BEGIN Source document
MIRAM: Masked Image Autoencoders Across Multiple Scales with Hybrid-Attention Mechanism for Breast Lesion Risk Prediction
Hung Q. Vo, Pengyu Yuan, Zheng Yin, Kelvin K. Wong, Chika F. Ezeana, Son T. Ly, Stephen T. C. Wong, Hien V. Nguyen
TL;DR
This work tackles the challenge of limited annotated medical data for breast lesion analysis by introducing MIRAM, a self-supervised framework that performs masked image reconstruction across multiple scales. By reconstructing both original and higher-resolution mammogram scales and employing multiple decoders with token-interpolation, MIRAM learns finer-grained, robust representations capable of improving pathology classification and mass margins tasks on CBIS-DDSM. The approach outperforms state-of-the-art SSL methods, with gains in AP and AUC, and demonstrates scalable efficiency through linear self-attention options for the high-resolution decoder. The study further shows that using lesion-level annotated data during pre-training yields the best downstream performance, highlighting the importance of targeted SSL data curation in medical imaging. Overall, MIRAM offers a practical, scalable SSL pathway for enhancing breast lesion risk prediction from mammograms.
END Source document
BEGIN Information supplied
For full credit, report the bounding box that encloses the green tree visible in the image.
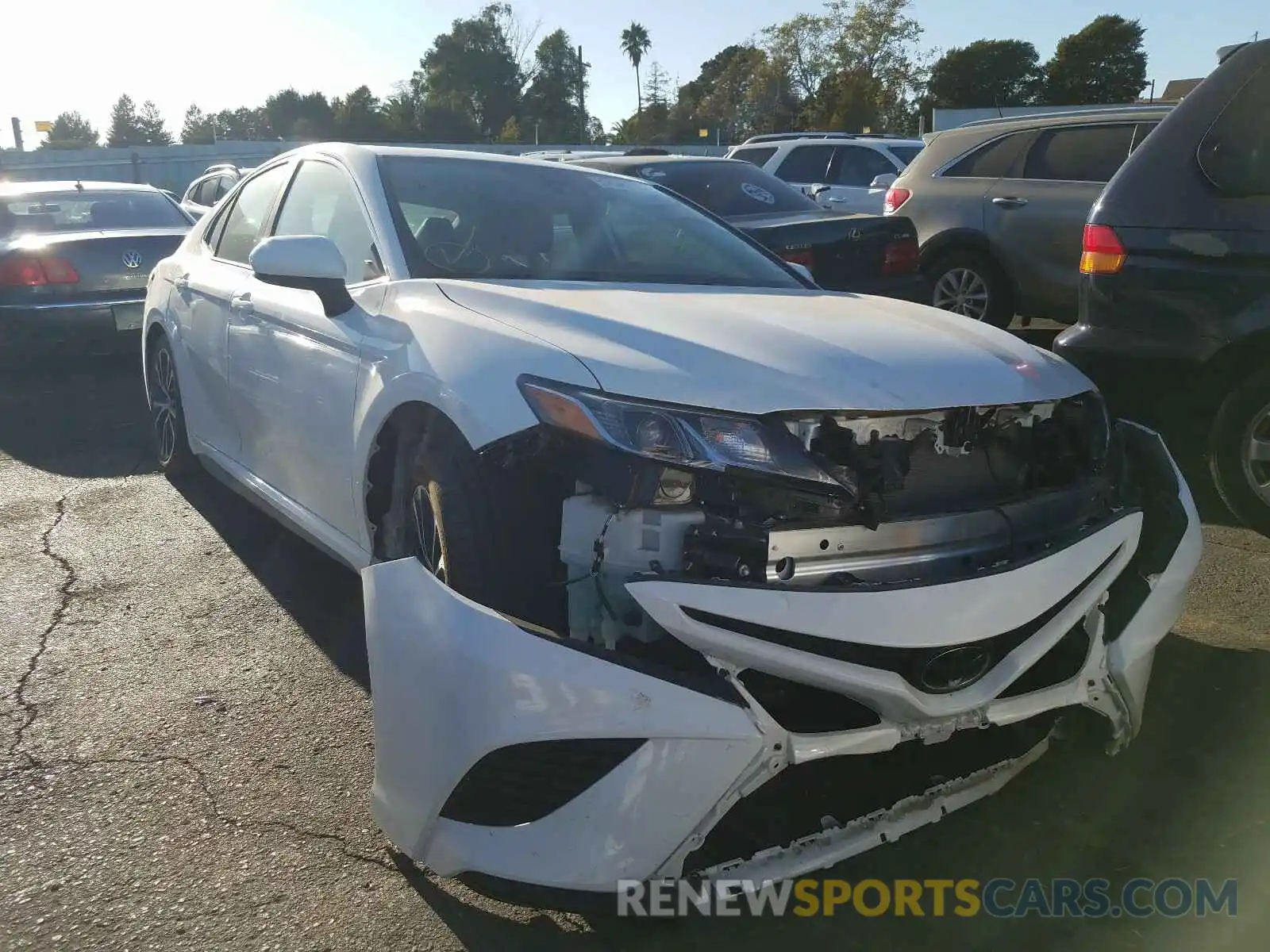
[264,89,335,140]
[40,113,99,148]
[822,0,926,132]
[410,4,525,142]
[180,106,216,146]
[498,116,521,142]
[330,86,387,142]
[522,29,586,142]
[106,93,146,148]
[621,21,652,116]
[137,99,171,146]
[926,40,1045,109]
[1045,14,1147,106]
END Information supplied
BEGIN Information supplied
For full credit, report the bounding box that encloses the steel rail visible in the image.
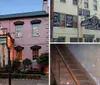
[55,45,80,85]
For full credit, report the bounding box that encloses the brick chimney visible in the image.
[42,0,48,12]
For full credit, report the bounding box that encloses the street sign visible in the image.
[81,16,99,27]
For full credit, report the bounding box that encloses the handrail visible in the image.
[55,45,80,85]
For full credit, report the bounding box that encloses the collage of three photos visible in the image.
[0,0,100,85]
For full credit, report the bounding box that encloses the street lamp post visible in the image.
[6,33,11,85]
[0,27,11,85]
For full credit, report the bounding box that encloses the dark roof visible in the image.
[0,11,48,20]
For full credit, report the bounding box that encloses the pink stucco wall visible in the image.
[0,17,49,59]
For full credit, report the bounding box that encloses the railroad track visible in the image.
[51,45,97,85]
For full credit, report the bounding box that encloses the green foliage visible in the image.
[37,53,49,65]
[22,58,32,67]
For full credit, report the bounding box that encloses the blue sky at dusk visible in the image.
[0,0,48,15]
END Information supplied
Tasks and exercises:
**A.** List every author named in the MIRAM paper summary.
**B.** According to the MIRAM paper summary, what kind of data used during pre-training gives the best downstream performance?
The lines are separate from the MIRAM paper summary.

Answer list:
**A.** Hung Q. Vo, Pengyu Yuan, Zheng Yin, Kelvin K. Wong, Chika F. Ezeana, Son T. Ly, Stephen T. C. Wong, Hien V. Nguyen

**B.** Lesion-level annotated data.